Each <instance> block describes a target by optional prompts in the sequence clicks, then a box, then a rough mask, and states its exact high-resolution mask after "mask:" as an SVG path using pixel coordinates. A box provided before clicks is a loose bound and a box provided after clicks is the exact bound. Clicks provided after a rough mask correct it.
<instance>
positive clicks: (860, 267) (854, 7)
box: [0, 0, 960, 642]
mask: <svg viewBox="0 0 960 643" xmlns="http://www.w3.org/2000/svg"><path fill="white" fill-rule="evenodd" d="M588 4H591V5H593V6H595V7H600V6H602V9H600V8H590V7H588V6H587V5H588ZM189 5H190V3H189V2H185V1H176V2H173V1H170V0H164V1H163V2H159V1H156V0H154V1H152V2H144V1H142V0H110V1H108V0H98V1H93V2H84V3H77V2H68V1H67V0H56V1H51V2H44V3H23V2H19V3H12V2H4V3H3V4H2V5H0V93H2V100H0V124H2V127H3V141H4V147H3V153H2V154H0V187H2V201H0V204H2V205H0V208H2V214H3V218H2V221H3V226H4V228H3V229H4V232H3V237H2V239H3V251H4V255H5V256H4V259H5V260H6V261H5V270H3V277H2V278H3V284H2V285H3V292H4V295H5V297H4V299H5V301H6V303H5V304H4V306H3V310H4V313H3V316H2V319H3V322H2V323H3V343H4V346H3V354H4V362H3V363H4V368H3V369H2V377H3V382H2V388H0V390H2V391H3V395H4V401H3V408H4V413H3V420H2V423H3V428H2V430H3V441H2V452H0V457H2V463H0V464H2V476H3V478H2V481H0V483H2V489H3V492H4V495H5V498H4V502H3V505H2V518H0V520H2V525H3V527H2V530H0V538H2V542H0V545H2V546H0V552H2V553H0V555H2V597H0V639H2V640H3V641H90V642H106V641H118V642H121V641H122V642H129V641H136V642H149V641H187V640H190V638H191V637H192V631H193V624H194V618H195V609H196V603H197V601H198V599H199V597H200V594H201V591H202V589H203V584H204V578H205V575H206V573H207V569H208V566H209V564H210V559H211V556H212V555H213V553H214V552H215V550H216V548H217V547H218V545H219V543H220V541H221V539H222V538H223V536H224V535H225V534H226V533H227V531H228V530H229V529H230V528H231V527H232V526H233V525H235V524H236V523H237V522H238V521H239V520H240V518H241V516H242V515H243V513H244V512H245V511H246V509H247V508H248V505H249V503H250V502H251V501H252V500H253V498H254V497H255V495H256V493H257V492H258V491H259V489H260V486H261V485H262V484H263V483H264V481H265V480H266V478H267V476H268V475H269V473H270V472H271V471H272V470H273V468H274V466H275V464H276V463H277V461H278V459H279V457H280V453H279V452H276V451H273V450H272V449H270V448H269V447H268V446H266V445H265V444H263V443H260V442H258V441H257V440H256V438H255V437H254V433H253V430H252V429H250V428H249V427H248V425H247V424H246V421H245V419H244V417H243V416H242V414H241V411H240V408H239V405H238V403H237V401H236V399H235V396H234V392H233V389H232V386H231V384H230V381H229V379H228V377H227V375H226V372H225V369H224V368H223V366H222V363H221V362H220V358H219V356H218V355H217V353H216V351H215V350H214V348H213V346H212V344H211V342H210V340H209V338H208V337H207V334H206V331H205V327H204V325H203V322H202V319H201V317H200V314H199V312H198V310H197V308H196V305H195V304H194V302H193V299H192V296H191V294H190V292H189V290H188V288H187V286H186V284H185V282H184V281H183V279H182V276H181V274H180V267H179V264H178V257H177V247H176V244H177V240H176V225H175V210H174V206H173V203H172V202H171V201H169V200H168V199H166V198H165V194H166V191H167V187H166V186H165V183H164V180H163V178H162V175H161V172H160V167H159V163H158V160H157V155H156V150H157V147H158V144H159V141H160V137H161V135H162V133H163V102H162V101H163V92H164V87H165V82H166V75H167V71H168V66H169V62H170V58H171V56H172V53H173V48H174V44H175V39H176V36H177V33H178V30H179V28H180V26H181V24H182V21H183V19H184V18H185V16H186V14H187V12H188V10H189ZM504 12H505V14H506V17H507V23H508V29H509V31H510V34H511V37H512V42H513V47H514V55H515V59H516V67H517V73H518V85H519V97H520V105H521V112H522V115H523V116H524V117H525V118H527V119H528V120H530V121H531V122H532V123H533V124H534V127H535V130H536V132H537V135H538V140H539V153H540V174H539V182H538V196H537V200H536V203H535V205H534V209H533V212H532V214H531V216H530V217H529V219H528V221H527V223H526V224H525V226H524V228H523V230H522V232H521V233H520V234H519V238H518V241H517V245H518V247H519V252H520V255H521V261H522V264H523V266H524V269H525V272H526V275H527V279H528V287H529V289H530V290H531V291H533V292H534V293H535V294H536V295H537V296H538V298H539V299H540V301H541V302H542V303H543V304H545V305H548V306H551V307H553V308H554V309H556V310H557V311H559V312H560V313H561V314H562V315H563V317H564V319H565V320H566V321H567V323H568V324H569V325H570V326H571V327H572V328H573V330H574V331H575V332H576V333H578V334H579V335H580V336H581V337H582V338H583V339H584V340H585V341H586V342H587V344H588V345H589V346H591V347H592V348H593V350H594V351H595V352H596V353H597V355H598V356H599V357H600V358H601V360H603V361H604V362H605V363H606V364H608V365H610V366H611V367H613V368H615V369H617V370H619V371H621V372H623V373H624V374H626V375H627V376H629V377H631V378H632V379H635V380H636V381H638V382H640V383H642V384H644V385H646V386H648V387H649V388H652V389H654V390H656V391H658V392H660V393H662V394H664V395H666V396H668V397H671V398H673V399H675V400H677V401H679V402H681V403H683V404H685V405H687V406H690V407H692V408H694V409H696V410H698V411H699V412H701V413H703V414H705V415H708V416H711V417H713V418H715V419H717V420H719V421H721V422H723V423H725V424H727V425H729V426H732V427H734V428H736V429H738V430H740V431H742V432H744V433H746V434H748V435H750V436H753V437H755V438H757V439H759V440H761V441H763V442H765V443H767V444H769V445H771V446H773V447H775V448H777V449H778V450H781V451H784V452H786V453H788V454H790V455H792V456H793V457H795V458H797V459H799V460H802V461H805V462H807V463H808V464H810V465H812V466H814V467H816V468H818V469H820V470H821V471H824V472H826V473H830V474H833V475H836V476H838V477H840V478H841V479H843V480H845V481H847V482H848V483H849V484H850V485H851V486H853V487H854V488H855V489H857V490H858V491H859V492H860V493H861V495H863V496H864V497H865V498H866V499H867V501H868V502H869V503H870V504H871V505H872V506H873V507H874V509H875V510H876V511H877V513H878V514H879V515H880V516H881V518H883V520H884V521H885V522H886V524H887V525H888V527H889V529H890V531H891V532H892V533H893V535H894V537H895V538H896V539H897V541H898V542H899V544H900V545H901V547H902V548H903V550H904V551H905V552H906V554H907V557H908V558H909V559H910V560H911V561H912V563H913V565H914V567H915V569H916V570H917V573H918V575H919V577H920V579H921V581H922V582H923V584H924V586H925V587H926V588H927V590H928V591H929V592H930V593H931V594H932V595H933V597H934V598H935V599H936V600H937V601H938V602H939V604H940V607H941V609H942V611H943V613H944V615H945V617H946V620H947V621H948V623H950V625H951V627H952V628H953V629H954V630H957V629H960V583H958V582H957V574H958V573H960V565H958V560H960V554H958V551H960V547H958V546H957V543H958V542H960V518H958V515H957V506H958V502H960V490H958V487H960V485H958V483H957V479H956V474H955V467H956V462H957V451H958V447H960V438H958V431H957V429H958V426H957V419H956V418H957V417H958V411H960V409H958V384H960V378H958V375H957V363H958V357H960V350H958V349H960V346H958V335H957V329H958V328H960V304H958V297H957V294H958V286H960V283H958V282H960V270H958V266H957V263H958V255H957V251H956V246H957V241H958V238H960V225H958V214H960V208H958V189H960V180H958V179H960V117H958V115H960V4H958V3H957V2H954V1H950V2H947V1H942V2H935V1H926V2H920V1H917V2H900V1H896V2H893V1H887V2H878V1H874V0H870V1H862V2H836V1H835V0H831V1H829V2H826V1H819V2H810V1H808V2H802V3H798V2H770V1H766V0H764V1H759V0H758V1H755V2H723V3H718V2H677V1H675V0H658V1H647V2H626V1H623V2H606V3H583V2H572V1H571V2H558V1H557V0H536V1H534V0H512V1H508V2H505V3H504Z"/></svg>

---+---

# Task brief
Only one stretch is wanted, so please give again exactly the lines from the start of the data through the line containing "positive clicks: (860, 267) (854, 7)", both ends included.

# Reply to the task
Each <instance> block describes a target by optional prompts in the sequence clicks, then a box, then a rough mask, and states its exact high-resolution mask after "mask:" as an SVG path using pixel coordinates. A box provided before clicks is a loose bound and a box provided after clicks is the exact bound. Clicks provided after a rough mask correct it.
<instance>
positive clicks: (860, 267) (854, 7)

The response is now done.